**TASK BRIEF:**
An exact copy of all the entries is needed, with no images in it.

Top of RAW DATA

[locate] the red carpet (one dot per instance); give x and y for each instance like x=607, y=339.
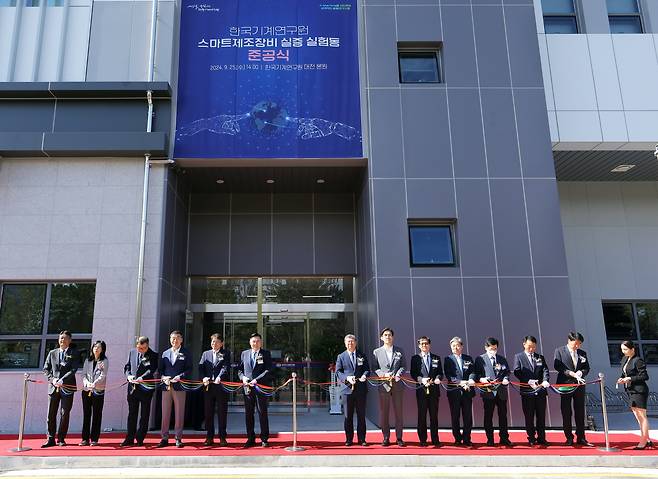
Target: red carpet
x=321, y=444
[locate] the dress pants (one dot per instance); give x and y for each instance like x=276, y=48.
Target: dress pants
x=135, y=401
x=578, y=398
x=55, y=400
x=461, y=405
x=177, y=398
x=351, y=403
x=428, y=403
x=215, y=401
x=491, y=403
x=92, y=410
x=395, y=396
x=253, y=401
x=534, y=407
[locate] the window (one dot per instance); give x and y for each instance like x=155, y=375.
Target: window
x=431, y=244
x=33, y=314
x=635, y=321
x=559, y=16
x=624, y=16
x=419, y=64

Bottom of RAW DATA

**EXERCISE SOLUTION:**
[locate] the red carpet (one dot per instance); give x and y for each instance like x=607, y=339.
Target: red carpet
x=321, y=444
[locate] the dress pants (one dot per instance); give x and y for each instance like x=276, y=48.
Target: dress pants
x=135, y=401
x=578, y=398
x=55, y=400
x=461, y=405
x=177, y=398
x=351, y=403
x=428, y=403
x=215, y=401
x=491, y=403
x=92, y=410
x=395, y=396
x=253, y=401
x=534, y=407
[locate] the window (one dot per instance); give x and y for each instance like x=155, y=375.
Target: window
x=431, y=244
x=33, y=314
x=635, y=321
x=559, y=16
x=624, y=16
x=419, y=64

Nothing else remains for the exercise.